-- Passage to read --

Start of Block

Canada is investigating reports that two women found by Iraqi security forces in a secret tunnel under the Old City of Mosul, the northern Iraqi former bastion of the Islamic State militant group (ISIS), are Canadian.
They were part of a 20-strong group of women hiding in the city after Iraqi forces wrested it from ISIS after three years of control. The group was composed of two Canadians, five Germans, three Russians, three Turkish citizens, a Chechen and six Libyans and Syrians, according to reports in the Kurdish press that cited an Iraqi counterterrorism official.
The reports said Iraqi forces found the women in a secret tunnel in the Quleiat neighborhood of Mosul. Iraqi counterterrorism expert Haider al-Araji said the females had guns and explosive devices with them in the tunnel.
"We are aware of these media reports. Canadian officials are contacting local authorities and gathering additional information," Global Affairs spokesperson Jocelyn Sweet said in an email to Canadian newspaper The Globe and Mail.
The Canadian military is a member of the U.S.-led coalition battling ISIS in Iraq, providing an assistance role to Iraqi security forces. Last month, a member of the Canadian military recorded the farthest sniper kill in history, hitting an ISIS fighter from more than 2 miles away.
Canadian nationals were among those who joined the militant group, according to Canada's foremost expert on jihadism, Amarnath Amarasingam, a post-doctoral fellow at the University of Waterloo. In an interview with Canada's National Post, Amarasingam said his research had uncovered more than a dozen Canadian women who traveled to Iraq and Syria to live under the group's rule in its self-styled caliphate.
One of the women captured in the tunnel was allegedly a 16-year-old German who is thought to have fled her home country last year to join the militants. German authorities are still investigating her identity.
The group used a wave of female suicide bombers against Iraqi forces as the city slipped out of its grasp. Experts say ISIS's use of women for attacks to defend its territory in Iraq and Syria, previously forbidden under the group's strict separation of gender roles, signals the end of the group's demi-state.
After nine months of battle, thousands of dead and tales of horror from inside Mosul, ISIS no longer controls a major city in Iraq. The group initially advanced rapidly across the northern and western areas of the country but has lost control of major population centers including Tikrit, Fallujah and Ramadi.

End of Block

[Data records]
Start of Block

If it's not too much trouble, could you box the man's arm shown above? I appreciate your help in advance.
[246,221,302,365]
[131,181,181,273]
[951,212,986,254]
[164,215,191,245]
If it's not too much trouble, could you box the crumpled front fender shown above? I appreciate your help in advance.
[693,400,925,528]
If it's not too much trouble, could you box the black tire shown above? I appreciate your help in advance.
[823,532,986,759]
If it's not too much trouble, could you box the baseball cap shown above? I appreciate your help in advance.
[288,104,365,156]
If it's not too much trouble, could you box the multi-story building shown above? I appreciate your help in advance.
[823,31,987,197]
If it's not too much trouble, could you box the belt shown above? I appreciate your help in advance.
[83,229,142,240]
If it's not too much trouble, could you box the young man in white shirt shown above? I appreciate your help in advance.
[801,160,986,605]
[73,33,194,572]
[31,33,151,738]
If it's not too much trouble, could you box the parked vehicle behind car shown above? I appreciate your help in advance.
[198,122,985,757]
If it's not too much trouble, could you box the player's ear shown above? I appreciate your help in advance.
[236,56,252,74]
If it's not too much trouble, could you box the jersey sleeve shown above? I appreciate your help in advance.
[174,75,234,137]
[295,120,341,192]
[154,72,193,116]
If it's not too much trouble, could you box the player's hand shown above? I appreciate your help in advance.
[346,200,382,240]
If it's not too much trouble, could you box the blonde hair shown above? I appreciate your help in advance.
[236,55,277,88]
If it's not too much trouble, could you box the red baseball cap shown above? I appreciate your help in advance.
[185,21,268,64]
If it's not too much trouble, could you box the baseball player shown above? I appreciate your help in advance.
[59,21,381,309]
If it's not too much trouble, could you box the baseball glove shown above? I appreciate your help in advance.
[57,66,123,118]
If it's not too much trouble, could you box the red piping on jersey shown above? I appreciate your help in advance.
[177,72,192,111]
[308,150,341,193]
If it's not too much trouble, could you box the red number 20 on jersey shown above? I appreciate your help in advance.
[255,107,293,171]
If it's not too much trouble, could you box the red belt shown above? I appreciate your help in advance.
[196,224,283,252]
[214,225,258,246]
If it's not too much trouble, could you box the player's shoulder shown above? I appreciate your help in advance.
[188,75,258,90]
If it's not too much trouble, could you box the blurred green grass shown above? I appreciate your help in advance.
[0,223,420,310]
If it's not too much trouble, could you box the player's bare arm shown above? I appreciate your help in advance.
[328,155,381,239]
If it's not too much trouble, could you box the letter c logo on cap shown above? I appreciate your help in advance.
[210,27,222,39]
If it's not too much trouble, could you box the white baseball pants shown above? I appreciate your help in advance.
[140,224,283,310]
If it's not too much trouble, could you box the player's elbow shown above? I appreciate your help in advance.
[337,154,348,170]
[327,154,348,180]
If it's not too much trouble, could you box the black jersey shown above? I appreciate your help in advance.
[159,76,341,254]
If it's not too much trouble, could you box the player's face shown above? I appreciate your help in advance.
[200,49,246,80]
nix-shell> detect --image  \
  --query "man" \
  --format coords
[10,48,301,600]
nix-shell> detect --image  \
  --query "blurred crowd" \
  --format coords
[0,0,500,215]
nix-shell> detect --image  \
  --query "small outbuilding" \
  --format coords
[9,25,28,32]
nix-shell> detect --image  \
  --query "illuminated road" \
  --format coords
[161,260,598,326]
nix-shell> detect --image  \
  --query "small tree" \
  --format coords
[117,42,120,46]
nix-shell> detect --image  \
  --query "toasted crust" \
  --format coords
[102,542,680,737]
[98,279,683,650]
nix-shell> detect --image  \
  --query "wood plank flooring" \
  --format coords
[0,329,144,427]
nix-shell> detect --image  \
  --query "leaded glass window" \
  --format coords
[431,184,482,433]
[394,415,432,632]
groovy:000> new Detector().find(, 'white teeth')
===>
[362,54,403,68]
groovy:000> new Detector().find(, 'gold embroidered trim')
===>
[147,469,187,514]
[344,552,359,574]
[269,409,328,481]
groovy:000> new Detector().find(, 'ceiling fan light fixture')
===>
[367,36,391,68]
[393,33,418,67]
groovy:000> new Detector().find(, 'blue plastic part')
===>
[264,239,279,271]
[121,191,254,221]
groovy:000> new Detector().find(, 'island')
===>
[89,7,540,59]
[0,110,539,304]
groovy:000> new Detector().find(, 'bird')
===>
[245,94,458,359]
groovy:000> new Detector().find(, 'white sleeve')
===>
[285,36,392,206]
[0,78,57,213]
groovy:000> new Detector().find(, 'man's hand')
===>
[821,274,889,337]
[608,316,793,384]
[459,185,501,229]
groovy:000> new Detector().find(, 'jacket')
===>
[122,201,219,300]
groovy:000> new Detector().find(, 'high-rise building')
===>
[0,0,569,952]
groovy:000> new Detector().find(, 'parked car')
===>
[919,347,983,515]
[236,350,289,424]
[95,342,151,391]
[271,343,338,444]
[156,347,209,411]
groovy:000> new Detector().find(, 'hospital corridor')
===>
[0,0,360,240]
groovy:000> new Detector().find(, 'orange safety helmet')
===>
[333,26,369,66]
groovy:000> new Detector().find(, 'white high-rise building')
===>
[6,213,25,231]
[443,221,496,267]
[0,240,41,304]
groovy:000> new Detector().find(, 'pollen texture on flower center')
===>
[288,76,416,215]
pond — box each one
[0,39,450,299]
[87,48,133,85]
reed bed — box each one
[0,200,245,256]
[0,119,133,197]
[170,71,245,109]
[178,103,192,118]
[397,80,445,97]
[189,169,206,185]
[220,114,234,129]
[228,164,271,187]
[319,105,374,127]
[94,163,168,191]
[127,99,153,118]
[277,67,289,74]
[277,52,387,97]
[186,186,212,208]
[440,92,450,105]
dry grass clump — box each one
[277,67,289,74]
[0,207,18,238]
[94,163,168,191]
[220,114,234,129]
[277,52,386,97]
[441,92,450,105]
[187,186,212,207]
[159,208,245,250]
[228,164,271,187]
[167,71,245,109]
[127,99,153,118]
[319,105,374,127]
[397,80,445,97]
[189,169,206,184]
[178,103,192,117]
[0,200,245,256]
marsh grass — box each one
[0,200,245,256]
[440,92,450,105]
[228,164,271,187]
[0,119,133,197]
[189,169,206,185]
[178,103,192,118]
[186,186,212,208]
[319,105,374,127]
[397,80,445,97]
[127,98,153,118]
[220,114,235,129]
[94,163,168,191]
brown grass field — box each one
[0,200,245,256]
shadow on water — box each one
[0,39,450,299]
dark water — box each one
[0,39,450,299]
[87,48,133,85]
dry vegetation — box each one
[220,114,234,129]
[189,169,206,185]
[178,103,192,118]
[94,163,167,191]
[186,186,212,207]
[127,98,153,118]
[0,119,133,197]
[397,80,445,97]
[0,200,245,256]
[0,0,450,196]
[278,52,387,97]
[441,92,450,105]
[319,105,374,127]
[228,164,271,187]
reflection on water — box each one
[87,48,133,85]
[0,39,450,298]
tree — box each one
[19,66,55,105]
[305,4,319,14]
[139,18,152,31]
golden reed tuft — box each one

End of Block

-- Aim of the task --
Please retype the article on women found in a Mosul tunnel, everything from "The group used" down to "Fallujah and Ramadi.", word for word.

-- Exercise solution --
The group used a wave of female suicide bombers against Iraqi forces as the city slipped out of its grasp. Experts say ISIS's use of women for attacks to defend its territory in Iraq and Syria, previously forbidden under the group's strict separation of gender roles, signals the end of the group's demi-state.
After nine months of battle, thousands of dead and tales of horror from inside Mosul, ISIS no longer controls a major city in Iraq. The group initially advanced rapidly across the northern and western areas of the country but has lost control of major population centers including Tikrit, Fallujah and Ramadi.